Exercise instructions:
Can you write out all of the entries below again, line for line with nothing changed?

[Object point labels]
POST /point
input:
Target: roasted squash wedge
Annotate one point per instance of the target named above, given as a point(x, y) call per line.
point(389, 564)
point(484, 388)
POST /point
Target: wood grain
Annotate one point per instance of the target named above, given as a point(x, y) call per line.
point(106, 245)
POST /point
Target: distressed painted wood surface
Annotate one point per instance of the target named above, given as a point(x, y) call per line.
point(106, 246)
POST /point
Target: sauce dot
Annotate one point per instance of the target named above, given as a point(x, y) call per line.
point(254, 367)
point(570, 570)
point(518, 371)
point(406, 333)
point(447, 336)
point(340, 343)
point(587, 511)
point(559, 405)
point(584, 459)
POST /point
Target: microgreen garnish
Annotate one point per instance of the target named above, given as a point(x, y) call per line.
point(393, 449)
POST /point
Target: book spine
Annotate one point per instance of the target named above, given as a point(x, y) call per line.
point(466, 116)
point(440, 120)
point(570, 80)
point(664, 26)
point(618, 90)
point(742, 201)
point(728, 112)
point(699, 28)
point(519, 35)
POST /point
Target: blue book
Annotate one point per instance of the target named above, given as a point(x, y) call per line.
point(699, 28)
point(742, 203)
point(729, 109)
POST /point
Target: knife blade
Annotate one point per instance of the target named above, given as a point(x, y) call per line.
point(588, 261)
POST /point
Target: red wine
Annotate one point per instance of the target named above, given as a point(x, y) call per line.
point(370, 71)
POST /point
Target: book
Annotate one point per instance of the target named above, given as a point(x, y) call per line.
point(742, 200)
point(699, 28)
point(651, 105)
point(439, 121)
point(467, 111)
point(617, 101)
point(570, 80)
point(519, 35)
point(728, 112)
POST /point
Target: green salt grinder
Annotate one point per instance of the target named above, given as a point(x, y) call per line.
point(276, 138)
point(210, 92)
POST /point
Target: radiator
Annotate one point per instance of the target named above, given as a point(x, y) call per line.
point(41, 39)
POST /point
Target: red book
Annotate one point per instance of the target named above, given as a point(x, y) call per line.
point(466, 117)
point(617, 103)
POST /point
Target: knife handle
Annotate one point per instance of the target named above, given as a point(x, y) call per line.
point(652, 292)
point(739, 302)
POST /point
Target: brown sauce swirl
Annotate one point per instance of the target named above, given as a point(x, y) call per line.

Task result:
POST /point
input:
Target: roasted squash wedge
Annotate one point per instance of the target named above, given as a point(x, y) call per line.
point(389, 564)
point(484, 388)
POST /point
Target: wood grain
Annotate one point per instance of the target named above, given as a point(x, y) call per line.
point(106, 245)
POST /point
Target: distressed painted wood surface
Annotate one point per instance of the target named above, given as a point(x, y) call per line.
point(106, 246)
POST /point
Target: sauce dot
Annotate one point per instance of the target named above, given as a point(x, y) call per line.
point(254, 367)
point(570, 570)
point(518, 371)
point(406, 333)
point(447, 336)
point(340, 343)
point(587, 511)
point(559, 405)
point(584, 459)
POST /point
Target: microgreen garnish
Annotate one point per instance of the target named above, given as a point(x, y) call per line.
point(393, 449)
POST /point
Target: book spine
Annotate one point per instance of the target named above, given as a point(x, y) call per line.
point(466, 116)
point(440, 120)
point(570, 80)
point(664, 26)
point(618, 90)
point(742, 201)
point(728, 112)
point(699, 28)
point(519, 35)
POST /point
Target: blue book
Annotate one point per instance of the target named above, given as a point(x, y) call per line.
point(699, 28)
point(742, 203)
point(729, 109)
POST /point
Target: knife blade
Annotate one point per instance of the target named above, given as a point(x, y) call per line.
point(588, 261)
POST /point
Target: red wine
Annotate one point per instance of the target named above, given as a point(x, y) call per line.
point(370, 71)
POST /point
Target: book
Annotate one point per instance of the target named above, given as a point(x, y) call per line.
point(742, 200)
point(699, 28)
point(651, 105)
point(439, 121)
point(467, 111)
point(617, 101)
point(570, 80)
point(519, 35)
point(728, 112)
POST /point
Target: green salt grinder
Annotate one point per instance of the target named above, given as a point(x, y) call per line.
point(276, 138)
point(210, 92)
POST /point
Target: radiator
Annotate one point per instance of the target named above, given as a point(x, y) call per line.
point(41, 39)
POST /point
Target: red book
Annotate one point per instance of the target named above, given as a point(x, y) call per line.
point(466, 117)
point(617, 103)
POST /point
Target: knife handle
Annotate one point per instance of the target named above, given as a point(x, y) call per line.
point(652, 292)
point(739, 302)
POST /point
Target: brown sauce swirl
Annotate one point per instance of the target named above, given as a point(x, y) call per line.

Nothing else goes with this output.